◆ Aim:
Copy out the items from the line containing "Have a look — do you notice any black iron" up to and including the line containing "[454,195,538,415]", leaving out any pictures.

********

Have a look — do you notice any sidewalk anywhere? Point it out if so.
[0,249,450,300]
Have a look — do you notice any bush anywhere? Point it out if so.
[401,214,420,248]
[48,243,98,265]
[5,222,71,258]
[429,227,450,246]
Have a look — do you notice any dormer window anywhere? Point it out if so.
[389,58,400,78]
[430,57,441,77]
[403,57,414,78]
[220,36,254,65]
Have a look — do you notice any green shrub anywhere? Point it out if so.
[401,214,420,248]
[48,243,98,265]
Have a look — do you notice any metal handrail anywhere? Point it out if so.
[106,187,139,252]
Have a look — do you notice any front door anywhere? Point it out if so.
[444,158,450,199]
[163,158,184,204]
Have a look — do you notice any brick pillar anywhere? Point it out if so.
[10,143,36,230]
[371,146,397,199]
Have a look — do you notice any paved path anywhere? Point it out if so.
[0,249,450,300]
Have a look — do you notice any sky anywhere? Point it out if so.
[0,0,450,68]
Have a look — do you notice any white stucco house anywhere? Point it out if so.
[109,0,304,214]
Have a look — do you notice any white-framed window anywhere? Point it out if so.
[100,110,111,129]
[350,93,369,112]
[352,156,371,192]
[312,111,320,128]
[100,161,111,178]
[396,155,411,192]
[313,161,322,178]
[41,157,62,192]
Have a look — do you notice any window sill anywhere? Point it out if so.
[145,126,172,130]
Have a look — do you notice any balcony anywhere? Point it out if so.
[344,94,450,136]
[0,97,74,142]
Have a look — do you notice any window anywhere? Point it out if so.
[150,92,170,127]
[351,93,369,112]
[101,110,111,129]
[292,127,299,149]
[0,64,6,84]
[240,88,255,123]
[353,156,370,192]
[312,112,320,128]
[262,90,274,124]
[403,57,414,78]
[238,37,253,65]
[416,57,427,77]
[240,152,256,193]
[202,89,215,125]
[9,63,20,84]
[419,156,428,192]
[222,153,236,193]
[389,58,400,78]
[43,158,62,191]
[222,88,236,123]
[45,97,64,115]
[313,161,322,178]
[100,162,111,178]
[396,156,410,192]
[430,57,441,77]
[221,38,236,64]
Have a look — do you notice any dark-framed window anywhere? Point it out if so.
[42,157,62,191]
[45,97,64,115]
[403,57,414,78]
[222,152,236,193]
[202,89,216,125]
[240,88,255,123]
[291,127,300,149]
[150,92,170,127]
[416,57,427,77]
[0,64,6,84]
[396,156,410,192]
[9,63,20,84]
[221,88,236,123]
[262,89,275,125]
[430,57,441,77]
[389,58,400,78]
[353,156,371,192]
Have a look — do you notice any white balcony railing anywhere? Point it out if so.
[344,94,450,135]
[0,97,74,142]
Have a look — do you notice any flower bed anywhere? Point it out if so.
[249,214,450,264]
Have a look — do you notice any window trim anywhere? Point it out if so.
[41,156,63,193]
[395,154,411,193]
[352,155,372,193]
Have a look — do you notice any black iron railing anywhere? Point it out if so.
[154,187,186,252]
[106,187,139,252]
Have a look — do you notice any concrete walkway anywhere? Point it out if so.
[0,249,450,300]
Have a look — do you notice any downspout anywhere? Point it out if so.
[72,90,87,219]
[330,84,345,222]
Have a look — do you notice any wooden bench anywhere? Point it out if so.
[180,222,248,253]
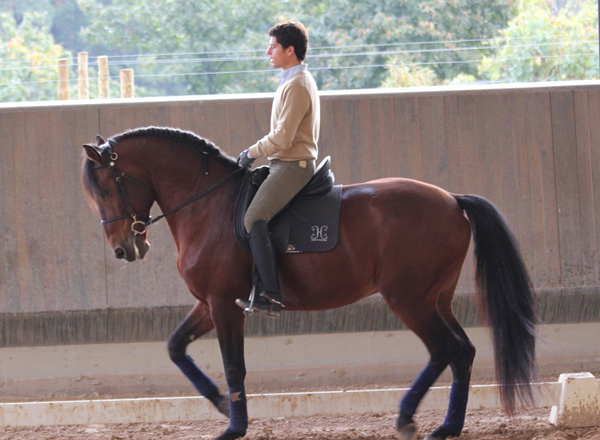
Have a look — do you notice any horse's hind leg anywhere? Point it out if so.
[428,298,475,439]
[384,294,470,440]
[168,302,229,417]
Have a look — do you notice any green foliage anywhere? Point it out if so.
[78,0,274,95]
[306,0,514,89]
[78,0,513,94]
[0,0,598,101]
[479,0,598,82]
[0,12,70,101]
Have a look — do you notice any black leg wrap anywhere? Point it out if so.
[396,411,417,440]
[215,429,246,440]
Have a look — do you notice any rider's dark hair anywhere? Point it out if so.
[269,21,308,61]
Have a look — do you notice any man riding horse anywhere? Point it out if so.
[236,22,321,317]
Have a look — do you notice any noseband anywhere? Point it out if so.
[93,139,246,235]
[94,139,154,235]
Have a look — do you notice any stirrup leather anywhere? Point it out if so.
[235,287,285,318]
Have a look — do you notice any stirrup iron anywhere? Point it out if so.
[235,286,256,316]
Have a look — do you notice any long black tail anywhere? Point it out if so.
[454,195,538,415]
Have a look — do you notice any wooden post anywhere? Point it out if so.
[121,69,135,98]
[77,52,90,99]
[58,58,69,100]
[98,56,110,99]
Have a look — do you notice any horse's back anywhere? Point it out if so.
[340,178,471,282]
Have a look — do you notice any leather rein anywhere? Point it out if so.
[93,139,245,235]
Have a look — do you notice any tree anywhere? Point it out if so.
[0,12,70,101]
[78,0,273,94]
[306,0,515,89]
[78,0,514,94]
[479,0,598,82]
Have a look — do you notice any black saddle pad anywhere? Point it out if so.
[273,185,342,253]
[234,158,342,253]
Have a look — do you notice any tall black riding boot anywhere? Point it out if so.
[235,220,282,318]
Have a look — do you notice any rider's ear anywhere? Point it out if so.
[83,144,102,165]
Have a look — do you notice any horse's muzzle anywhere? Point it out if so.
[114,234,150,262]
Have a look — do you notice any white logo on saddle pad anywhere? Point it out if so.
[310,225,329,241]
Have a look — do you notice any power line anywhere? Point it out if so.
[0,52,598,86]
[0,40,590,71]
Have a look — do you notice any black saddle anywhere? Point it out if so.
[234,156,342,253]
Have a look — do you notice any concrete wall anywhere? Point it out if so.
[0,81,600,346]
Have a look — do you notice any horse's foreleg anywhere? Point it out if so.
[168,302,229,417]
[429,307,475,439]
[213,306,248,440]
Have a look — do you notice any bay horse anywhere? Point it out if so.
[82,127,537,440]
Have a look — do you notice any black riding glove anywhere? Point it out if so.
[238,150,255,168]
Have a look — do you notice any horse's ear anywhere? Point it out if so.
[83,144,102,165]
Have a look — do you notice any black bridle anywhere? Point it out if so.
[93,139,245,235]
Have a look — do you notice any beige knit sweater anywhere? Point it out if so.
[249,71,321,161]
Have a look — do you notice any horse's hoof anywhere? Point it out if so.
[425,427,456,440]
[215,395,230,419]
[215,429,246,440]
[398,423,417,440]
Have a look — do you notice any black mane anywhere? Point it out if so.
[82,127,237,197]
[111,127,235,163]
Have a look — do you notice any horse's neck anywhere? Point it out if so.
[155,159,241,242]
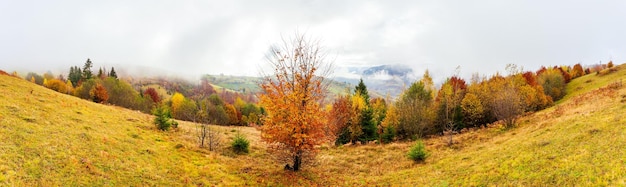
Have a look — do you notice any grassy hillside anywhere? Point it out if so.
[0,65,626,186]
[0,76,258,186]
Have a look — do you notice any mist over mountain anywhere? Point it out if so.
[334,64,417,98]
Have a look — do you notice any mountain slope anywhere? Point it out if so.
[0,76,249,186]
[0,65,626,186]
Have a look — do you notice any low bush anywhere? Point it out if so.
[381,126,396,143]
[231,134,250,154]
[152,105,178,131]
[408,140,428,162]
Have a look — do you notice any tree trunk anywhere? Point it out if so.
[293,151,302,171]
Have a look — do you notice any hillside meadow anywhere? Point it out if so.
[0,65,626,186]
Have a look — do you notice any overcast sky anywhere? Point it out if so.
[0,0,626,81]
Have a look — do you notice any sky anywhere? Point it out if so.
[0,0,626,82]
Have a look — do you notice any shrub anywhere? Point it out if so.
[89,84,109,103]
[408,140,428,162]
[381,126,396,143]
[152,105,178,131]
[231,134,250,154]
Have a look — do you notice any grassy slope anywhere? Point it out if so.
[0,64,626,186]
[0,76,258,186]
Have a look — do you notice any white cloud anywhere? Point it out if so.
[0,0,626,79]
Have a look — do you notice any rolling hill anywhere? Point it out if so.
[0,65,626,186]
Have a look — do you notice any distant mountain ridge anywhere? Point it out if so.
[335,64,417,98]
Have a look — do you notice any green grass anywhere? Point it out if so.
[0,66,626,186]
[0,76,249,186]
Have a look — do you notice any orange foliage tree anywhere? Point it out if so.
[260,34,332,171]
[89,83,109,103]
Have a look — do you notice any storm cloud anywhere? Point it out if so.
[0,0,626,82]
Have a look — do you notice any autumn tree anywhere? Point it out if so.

********

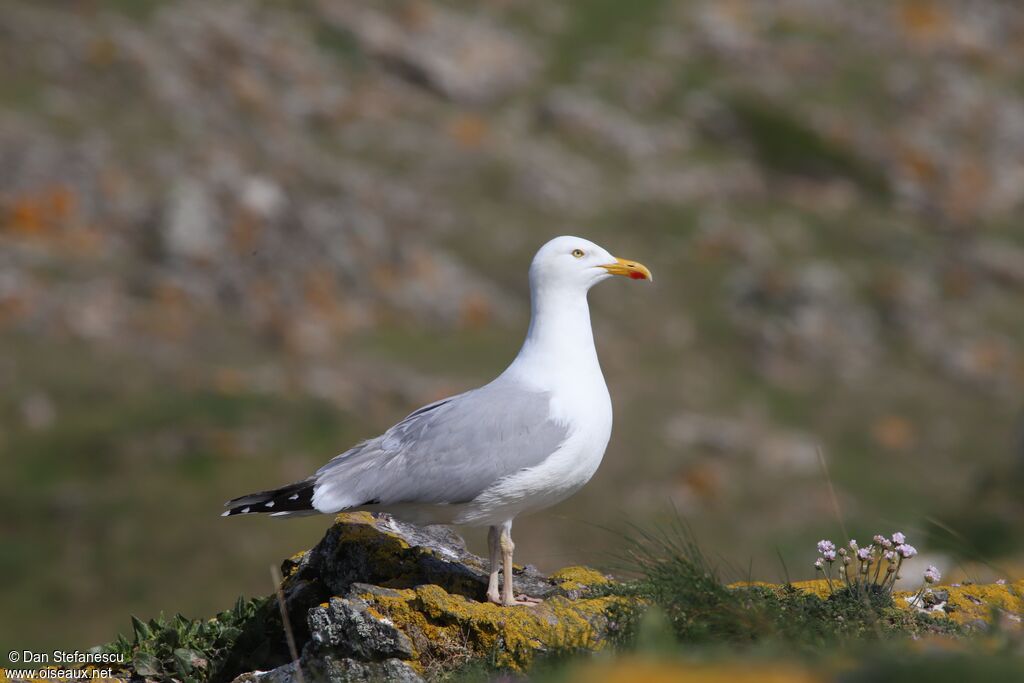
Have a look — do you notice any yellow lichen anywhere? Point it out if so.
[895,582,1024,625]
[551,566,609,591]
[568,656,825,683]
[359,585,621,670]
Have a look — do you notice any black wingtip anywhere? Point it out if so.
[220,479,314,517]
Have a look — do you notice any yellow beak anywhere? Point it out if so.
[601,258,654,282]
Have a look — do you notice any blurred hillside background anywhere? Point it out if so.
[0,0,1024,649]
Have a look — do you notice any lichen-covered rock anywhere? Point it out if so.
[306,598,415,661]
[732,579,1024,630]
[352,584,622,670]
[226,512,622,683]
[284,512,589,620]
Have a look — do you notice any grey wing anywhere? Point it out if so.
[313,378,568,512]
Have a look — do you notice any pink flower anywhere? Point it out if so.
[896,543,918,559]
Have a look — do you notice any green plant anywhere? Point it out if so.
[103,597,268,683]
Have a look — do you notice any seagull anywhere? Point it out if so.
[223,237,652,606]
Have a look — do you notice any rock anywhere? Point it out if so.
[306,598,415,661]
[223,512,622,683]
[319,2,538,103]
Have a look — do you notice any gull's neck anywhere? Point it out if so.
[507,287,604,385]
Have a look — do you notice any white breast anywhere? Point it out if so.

********

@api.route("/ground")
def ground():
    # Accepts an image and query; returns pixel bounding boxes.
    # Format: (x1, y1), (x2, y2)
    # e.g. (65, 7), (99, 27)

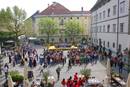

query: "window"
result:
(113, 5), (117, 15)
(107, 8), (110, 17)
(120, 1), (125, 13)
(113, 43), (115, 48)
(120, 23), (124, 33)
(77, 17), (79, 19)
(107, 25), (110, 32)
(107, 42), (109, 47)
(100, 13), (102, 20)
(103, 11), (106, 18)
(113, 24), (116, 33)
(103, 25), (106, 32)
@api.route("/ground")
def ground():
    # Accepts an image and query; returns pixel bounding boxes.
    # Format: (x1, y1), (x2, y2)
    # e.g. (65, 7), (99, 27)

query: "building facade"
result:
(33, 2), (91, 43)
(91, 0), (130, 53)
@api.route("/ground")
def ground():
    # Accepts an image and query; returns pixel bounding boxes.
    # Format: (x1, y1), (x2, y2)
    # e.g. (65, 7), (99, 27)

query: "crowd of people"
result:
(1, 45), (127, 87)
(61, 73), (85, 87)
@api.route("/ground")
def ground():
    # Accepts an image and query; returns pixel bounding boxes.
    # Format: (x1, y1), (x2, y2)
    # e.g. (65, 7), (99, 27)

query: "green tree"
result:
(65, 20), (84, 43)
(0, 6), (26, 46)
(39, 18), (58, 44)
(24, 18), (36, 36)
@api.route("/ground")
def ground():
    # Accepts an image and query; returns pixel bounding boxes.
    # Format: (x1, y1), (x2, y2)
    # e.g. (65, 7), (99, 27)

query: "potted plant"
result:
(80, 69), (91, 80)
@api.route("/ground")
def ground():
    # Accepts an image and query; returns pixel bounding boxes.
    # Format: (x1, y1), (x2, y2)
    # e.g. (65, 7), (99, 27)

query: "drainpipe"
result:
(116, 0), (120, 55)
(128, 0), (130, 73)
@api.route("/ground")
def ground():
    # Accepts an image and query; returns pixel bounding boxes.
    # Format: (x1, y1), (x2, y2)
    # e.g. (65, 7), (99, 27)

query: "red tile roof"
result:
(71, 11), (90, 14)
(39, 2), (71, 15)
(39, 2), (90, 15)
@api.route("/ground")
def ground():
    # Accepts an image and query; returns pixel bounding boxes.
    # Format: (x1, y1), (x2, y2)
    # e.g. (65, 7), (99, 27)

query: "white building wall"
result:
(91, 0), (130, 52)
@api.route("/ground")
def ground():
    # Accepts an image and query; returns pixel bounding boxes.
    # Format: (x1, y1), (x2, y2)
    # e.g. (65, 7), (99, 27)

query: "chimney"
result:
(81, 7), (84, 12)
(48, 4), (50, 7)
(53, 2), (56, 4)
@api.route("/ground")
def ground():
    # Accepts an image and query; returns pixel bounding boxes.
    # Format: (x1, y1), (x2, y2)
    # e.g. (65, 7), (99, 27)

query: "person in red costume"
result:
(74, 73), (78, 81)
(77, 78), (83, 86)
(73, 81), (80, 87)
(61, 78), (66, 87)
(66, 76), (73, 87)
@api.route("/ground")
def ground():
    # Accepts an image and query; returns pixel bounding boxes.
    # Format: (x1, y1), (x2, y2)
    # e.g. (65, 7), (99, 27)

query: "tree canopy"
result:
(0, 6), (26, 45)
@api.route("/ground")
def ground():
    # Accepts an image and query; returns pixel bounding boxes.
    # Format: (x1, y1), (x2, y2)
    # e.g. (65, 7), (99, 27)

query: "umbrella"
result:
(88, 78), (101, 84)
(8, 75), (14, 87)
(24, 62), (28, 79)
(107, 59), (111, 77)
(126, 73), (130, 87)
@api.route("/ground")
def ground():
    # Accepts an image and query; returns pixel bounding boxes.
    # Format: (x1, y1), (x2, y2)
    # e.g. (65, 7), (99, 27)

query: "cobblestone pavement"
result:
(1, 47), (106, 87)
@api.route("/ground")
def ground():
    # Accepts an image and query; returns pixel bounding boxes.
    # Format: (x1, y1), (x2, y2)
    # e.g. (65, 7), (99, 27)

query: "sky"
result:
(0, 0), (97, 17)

********

◆ Exercise answer:
Have a look — do you notice any black iron railing anywhere? Point it out if so.
[154,187,186,252]
[106,187,139,252]
Have a look — do you notice any concrete walkway anywhere? Point it out if so.
[0,249,450,300]
Have a look — do you notice any downspout anywhere? Point it out if so.
[72,90,87,219]
[330,84,345,222]
Have a look — do you notice any wooden bench anywhere? Point it out if so.
[180,222,248,253]
Have a look — do you notice any horse's hind leg anywhere? Point it out if so.
[428,298,475,439]
[384,294,470,440]
[168,302,229,417]
Have a look — do you notice any green foliage anywhere? Point it out if so.
[78,0,274,95]
[306,0,514,89]
[78,0,513,94]
[0,0,598,101]
[479,0,598,82]
[0,12,70,101]
Have a look — do you notice any black leg wrap anywhere? Point it out if so.
[396,411,417,440]
[215,429,246,440]
Have a look — do you notice any rider's dark hair anywhere? Point it out if so.
[269,21,308,61]
Have a look — do you notice any man riding horse anywhere? Point it out if so.
[236,22,321,317]
Have a look — do you notice any noseband anywhere? Point it out if so.
[93,139,246,235]
[94,139,154,235]
Have a look — do you notice any stirrup leather anywhere? Point it out if so.
[235,287,285,318]
Have a look — do you notice any stirrup iron anywhere? Point it out if so.
[235,286,256,316]
Have a look — do you notice any long black tail anywhere? Point it out if so.
[454,195,538,415]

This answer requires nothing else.